**TEXT SECTION:**
--- START ---

Interstate theatre at the Festival proved to be mixed. The well-regarded Australian Nouveau Theatre (Anthill) production of The Imaginary Invalid directed by Jean-Pierre Mignon was worse than poorly. Making unimaginative use of the Armoury Lawns, a group of usually able actors- including Malcolm Robertson and Ross Williams -abandoning all hope of making Moliere work for a contemporary audience, proceeded perhaps vainly in the name of commedia dell’ arte, to indulge themselves in terminal mugging and coarse acting. I was relieved to see that some in the audience were enjoying it but I also heard quite a few footsteps ringing behind mine as I took off across the cobbles next to the Migration Museum at interval.

Glen Elston’s A Midsummer Night’s Dream in the Botanic Gardens was quite another matter. An outside chance, I thought in prospect, ill-met at midnight. But snappy performances by a cast of only nine -there was so much doubling Peter Quince had to send in his apologies in Act V Scene i- as well as smart percussion by Michael Barker, shrewd design by Laurel Frank and others, made this production a delight. Cut to the bone and directed at breakneck speed by Elston, it is a comic strip Dream and a clever one at that. It was fresh Australian air after Hamlet is all I can say.

--- END ---

**TO BE DONE:**
a – In the theatre review, why did Peter Quince have to send in his apologies in Act V Scene i of the Botanic Gardens production? Explain in one to three sentences.
b – Please copy out the part of the theatre review starting with "Interstate theatre at" and going on through "Museum at interval.".
c – Extend the theatre review, picking up after its final sentence.
The listing isn't needed for anything here.

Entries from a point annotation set
--- START ---

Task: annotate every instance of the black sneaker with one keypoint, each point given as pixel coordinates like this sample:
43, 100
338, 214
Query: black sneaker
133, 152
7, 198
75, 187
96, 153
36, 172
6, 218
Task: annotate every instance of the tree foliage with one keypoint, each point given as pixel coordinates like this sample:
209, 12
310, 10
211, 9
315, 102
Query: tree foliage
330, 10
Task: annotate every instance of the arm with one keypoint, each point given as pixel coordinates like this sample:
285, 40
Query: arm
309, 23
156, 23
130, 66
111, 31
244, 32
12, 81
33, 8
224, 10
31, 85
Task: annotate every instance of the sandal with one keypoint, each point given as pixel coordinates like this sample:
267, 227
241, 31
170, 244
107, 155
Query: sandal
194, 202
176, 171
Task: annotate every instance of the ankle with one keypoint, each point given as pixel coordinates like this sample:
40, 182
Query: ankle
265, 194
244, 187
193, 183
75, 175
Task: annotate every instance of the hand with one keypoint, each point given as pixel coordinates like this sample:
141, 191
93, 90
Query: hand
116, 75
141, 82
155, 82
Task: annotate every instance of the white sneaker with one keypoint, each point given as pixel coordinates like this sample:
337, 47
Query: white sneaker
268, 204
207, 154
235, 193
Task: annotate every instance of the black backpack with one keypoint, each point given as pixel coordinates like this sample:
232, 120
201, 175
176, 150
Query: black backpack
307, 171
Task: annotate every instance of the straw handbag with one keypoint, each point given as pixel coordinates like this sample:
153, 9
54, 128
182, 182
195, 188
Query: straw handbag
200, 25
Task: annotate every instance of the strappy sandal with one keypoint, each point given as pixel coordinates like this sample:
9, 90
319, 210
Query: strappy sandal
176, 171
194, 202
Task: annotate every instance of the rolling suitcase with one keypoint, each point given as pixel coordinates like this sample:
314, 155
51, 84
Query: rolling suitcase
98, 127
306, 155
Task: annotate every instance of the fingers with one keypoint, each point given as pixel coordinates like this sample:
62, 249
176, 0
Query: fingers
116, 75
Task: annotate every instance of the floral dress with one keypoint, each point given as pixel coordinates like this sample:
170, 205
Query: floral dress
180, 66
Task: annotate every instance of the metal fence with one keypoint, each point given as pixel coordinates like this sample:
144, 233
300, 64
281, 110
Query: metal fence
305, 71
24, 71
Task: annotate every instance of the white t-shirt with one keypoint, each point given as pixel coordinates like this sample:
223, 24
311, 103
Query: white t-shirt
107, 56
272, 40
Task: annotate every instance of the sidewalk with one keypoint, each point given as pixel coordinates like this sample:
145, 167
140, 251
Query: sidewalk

--- END ---

**EXPECTED RESULTS:**
a – The production had a cast of only nine, and there was so much doubling that Peter Quince had to send in his apologies in Act V Scene i.

b –
Interstate theatre at the Festival proved to be mixed. The well-regarded Australian Nouveau Theatre (Anthill) production of The Imaginary Invalid directed by Jean-Pierre Mignon was worse than poorly. Making unimaginative use of the Armoury Lawns, a group of usually able actors- including Malcolm Robertson and Ross Williams -abandoning all hope of making Moliere work for a contemporary audience, proceeded perhaps vainly in the name of commedia dell’ arte, to indulge themselves in terminal mugging and coarse acting. I was relieved to see that some in the audience were enjoying it but I also heard quite a few footsteps ringing behind mine as I took off across the cobbles next to the Migration Museum at interval.

c –
The festival theatre programme while not having works on the scale and originality of Brook’s Mahabharatta or the Theatre Repere’s The Dragon’s Trilogy nevertheless provided splendid and varied theatre. If you saw Archaos and Kathakali, the Dream, Whale Nation, Marat Sade, Bacula’s Pig or any combination of the above you did more than all right. Just as you would have with Ali Akbar Khan, Peter Schreier’s Die Winterreise, the Lyon Ballet, the Frida Kahlo exhibition, Kronos playing Istvan Marta’s Doom, the Kosh, or if you sat with 22,000 of your fellow South Australians at Tosca. In fact it’s enough to make your pancreas tired just thinking about it.

“Festival” The Adelaide Review, No.75, April, 1990, p.30.